◆ What is needed
Set down the entries below exactly; drop the pictures.
══ Materials provided ══
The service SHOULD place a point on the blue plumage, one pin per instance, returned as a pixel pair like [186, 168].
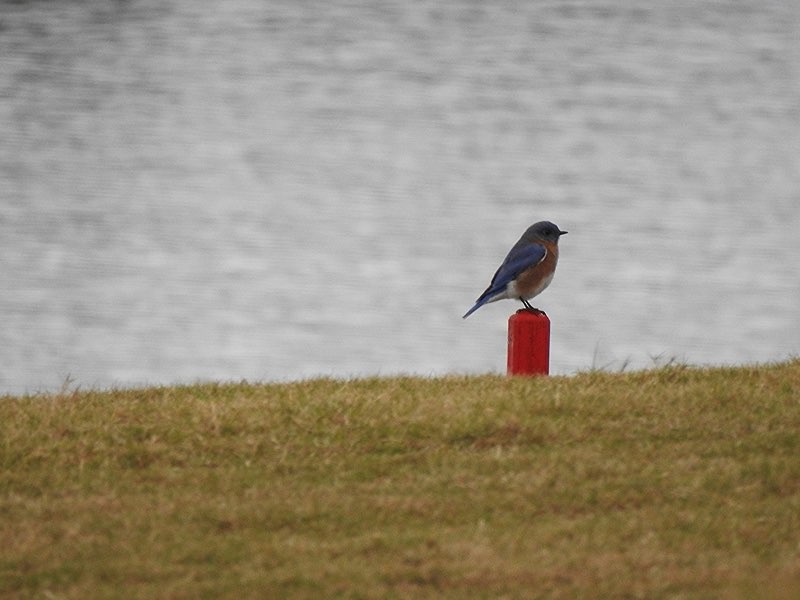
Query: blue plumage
[527, 269]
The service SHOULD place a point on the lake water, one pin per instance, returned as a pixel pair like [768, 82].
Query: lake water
[279, 190]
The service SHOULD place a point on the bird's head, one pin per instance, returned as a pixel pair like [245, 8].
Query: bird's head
[544, 230]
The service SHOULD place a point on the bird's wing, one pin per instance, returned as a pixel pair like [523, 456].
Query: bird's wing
[518, 259]
[515, 263]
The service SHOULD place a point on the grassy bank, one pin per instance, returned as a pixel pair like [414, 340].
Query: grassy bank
[676, 482]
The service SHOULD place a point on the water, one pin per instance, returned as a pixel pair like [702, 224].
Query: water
[272, 191]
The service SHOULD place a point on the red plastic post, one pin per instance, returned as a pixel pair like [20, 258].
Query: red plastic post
[528, 343]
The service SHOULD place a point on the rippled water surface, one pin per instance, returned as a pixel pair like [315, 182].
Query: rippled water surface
[270, 191]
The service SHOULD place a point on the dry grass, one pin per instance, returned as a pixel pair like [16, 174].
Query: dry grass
[672, 483]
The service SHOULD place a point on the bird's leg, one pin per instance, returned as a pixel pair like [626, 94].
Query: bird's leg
[528, 306]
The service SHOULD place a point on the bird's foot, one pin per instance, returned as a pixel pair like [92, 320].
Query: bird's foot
[531, 308]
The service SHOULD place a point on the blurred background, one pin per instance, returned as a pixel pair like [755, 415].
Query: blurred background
[276, 190]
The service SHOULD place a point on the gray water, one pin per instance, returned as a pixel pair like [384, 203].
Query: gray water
[261, 190]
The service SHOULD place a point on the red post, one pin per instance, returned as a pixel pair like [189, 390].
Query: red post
[528, 343]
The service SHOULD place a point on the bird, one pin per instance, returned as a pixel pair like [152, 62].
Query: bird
[527, 269]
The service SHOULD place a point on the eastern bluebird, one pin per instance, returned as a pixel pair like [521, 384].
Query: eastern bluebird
[527, 269]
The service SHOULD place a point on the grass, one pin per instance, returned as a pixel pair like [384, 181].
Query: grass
[671, 483]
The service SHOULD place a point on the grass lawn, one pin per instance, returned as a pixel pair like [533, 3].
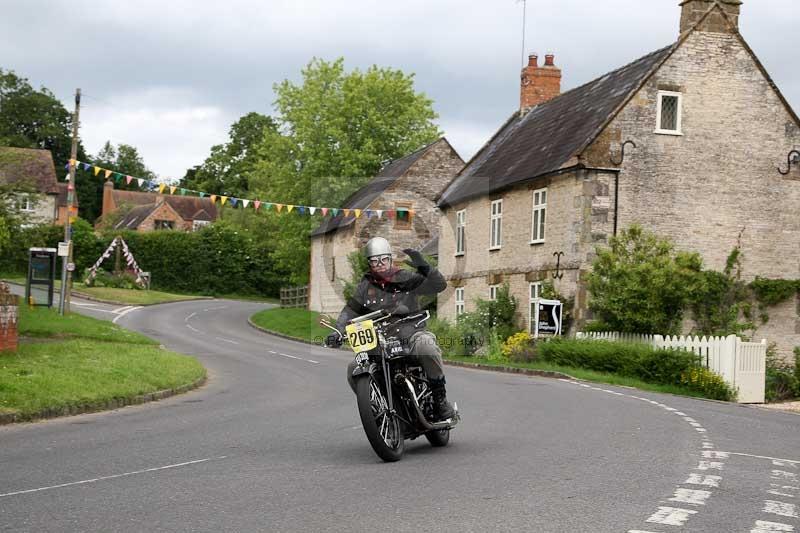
═══
◆ Response to this task
The service SHOULD place a point on the blue plumage, one pin per instance, returned as a pixel pair like [186, 168].
Query: blue plumage
[527, 269]
The service SHOULD place a point on the lake water, one pin per instance, returned as a pixel pair like [768, 82].
Query: lake water
[279, 190]
The service SHOULD place a point on the bird's head, one pin per instance, returned as a pixel pair like [245, 8].
Query: bird's head
[544, 230]
The service SHOULD place a point on the bird's wing, one pin per instance, returned as a pixel pair like [523, 456].
Query: bird's wing
[518, 259]
[515, 263]
The service SHOULD place a point on the grassy bank, one pin per instance, returned as a pixel pair like [414, 340].
Query: grassy bank
[676, 482]
The service SHOULD place a point on the water, one pin per instance, returned as a pixel pair like [702, 224].
Query: water
[272, 191]
The service SHOULD place a point on the red plastic post, one pin per instance, returned as a pixel pair like [20, 258].
Query: red plastic post
[528, 343]
The service SHOULD place a point on the rippled water surface, one pin per instance, returned as a pixel pair like [315, 182].
Query: rippled water surface
[270, 191]
The service SHOULD place a point on the dry grass, one pin per instance, returned as a pixel pair like [16, 174].
Query: dry grass
[672, 483]
The service SHOULD place a point on the bird's leg, one pin per instance, returned as a pixel pair like [626, 94].
Query: bird's leg
[528, 306]
The service SHOULD place a point on the bird's foot, one pin per instance, returned as a pixel pair like [92, 320].
Query: bird's foot
[531, 308]
The service SHOULD place a point on the blurred background, one pin per instance, returned as a pixel pair like [755, 415].
Query: blurred background
[276, 190]
The service SHOULD place a point on the gray water, one pin per instance, returned as a pixel pair like [384, 203].
Query: gray water
[261, 190]
The service SHOULD place a point on the red post, one pin per instance, returned as a pixel pair like [189, 390].
Query: red post
[528, 343]
The service SHOULD place a point on the bird, one pin per instance, returned as a pixel pair like [152, 62].
Query: bird
[527, 269]
The service SHOULD place a point on the eastern bluebird, one pin per instance, returned as a pixel pair like [521, 384].
Query: eastern bluebird
[527, 269]
The service SHOULD place a point on the grass, one pin per instance, returned as a pixel pair like [384, 181].
Query: grass
[671, 483]
The service SHOULD place a point on the grass lawn, one pin per instance, returned as a pixel pair like [533, 3].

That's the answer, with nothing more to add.